** Reading passage **
--- Begin ---
So, in no particular order, here are some of the possible reasons I’ve come up with or been told of, which might explain why people support ideologies which are harmful to them. If you can think of any I’ve missed, I’d be interested to hear them. For lack of a better term, I’m using “they” to signify those who hold these ideologies.
- They truly believe.
There are probably many Americans (myself among them) who forget there is any “logical” worldview past their own, which is stringently secular. To them religion is not a rational means of understanding the workings of the world; it is a social system, or a cultural artifact. With such a mindset it’s hard to remember there are people for whom their religion is an integral and eminently rational interwoven part of their lives. I may not be able to see the signs of the hands of the deities in daily life, but they can and do.This is interesting for a number of reasons since, like any other belief system, there are both good and bad parts to it. True, secularists are usually free of damaging religious superstition and dogma… but it seems to me we’ve lost something in reducing the world to so much mechanically integrated systems. We have no reverence for the little things any more; we have intellectually castrated our instinctive empathy with the natural world. Why pause in the accumulation of money and power to consider the sexual organs of specific perennial biota? Maybe simply because roses smell good, and make us happy?
- They are apathetic and possibly angry.
From what I’ve seen, this is a potential result of rampantly belittling argumentation. I am not referring here to thoughtful and considered discussion, but rather that argument style where mean-spirited mockery and disdain are an important part of making the arguers of one side of the issue feel superior to the other(s). Any internet troll will provide an example of this style of argumentation. You can also see my unhappy review of Religulous for a more slick and expensive example of this unpleasantness. Being an argument style, it is not limited by subject; I’ve seen it used to argue for secularization of the government, for atheism as a superior thought form, against gun control as a power-producing crutch for intellectual hypocrites, against someone protesting the painful and needless death of an individual who supported legalization of marijuana, and to deride the phrase “think of the children!” as a meaningless bit of emotional propaganda designed to whip up brainless hysteria.I have seen no good results of this style of argumentation, although I’ve seen these techniques backfire dramatically. They seem to make people feel smugly self-righteous if they’re the belittling mockers, as if they’ve ‘won’ something — although I’ve no idea what they feel they’ve won, since I’ve never seen them successfully change anyone’s mind. If the participants are on the receiving end of this pointless cruelty, they seem to end up angry and feeling emotionally besieged. In such a situation, I’ve noticed they either cling ever more tenaciously and rigidly to their beliefs — which is a big loss to rationality, in my admittedly prejudiced viewpoint — or, tragically, they fall back on apathy and cynicism, losing all interest in any part of the issue in question.
Please note I did not say they switch sides on the issue. According to the ever-helpful Rhymezone, apathy is “the trait of lacking enthusiasm for or interest in things generally; an absence of emotion or enthusiasm.” I consider this a bad thing; passion and playfulness are some of the wonderful traits that make us human, as far as I’m concerned. It distresses me immensely to see someone’s thought processes so needlessly mocked that they actually refuse to think any more on an issue which used to passionately interest them.
--- End ---
** Task 1 **
In the passage on harmful ideologies, what source does the writer cite for the definition of apathy?
** Task 2 **
Copy the passage on harmful ideologies word for word from "So, in no particular" to "hold these ideologies.".
The data that comes next has no connection to the passage on harmful ideologies.

** Provided records **
--- Begin ---
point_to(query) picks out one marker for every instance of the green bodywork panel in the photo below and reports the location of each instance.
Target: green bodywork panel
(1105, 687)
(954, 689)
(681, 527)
--- End ---
** Task result 1 **
Rhymezone

** Task result 2 **
So, in no particular order, here are some of the possible reasons I’ve come up with or been told of, which might explain why people support ideologies which are harmful to them. If you can think of any I’ve missed, I’d be interested to hear them. For lack of a better term, I’m using “they” to signify those who hold these ideologies.